Exposing Mixture and Annotating Confusion for Active Universal Test-Time Adaptation¶
Conference: ICLR 2026
OpenReview: https://openreview.net/forum?id=89gxHJkCXk
Code: To be confirmed
Area: Test-Time Adaptation / Active Learning / Transfer Learning
Keywords: Universal Test-Time Adaptation, Active Learning, Dual Shift, Gaussian Mixture Model, Open-Set Recognition
TL;DR¶
This paper proposes a new paradigm of Active Universal Test-Time Adaptation (AUTTA) and introduces the EMAC method to incorporate sparse human annotations during testing. It decouples domain and class shifts using SVD + GMM to expose samples in the "mixed region," employs a reward-driven strategy to select representative samples for annotation, and utilizes a clustering contrastive loss to balance annotations and pseudo-labels, achieving SOTA performance under dual shifts.
Background & Motivation¶
Background: Universal Test-Time Adaptation (UTTA) aims to handle both domain shift (style/corruption changes) and class shift (emergence of unseen classes) in an open-world setting where source data is unavailable and data arrives in a stream. The goal is to accurately classify known classes while rejecting new classes. Existing UTTA methods (e.g., OPTTT, TTAC) rely primarily on pseudo-labels and heuristic rules.

◆ What the task requires
Please transcribe the stretch of the test-time adaptation summary above from "Background & Motivation¶" through "and heuristic rules.", word for word.

◆ Material provided
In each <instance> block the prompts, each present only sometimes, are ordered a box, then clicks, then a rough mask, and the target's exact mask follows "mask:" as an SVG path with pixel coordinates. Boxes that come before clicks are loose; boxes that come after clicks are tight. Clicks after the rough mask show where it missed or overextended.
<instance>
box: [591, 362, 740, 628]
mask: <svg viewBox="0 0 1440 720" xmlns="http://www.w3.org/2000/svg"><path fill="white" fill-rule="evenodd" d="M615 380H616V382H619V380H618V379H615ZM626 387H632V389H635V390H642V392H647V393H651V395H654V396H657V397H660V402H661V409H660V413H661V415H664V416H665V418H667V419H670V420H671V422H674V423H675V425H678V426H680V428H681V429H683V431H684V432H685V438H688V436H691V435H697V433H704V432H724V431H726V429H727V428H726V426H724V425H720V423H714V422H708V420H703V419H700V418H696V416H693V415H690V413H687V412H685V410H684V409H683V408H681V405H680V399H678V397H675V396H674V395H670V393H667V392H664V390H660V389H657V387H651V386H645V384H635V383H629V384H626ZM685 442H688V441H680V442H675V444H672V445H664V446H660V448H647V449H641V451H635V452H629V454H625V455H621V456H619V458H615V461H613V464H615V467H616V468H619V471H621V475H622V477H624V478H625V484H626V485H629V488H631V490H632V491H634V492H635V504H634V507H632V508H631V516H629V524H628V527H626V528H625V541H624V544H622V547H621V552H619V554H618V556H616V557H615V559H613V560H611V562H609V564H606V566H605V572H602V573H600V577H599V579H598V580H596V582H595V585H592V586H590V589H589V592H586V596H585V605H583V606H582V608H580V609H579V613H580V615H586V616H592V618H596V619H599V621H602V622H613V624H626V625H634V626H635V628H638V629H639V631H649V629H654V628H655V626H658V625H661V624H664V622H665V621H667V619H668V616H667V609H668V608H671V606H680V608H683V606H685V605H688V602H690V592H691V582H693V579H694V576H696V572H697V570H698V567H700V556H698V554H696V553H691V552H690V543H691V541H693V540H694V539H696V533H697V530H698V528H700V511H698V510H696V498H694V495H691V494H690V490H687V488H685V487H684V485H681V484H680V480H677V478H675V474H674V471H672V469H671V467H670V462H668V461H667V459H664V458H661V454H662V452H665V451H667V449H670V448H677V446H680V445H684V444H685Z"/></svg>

◆ Your response
Background & Motivation¶
Background: Universal Test-Time Adaptation (UTTA) aims to handle both domain shift (style/corruption changes) and class shift (emergence of unseen classes) in an open-world setting where source data is unavailable and data arrives in a stream. The goal is to accurately classify known classes while rejecting new classes. Existing UTTA methods (e.g., OPTTT, TTAC) rely primarily on pseudo-labels and heuristic rules.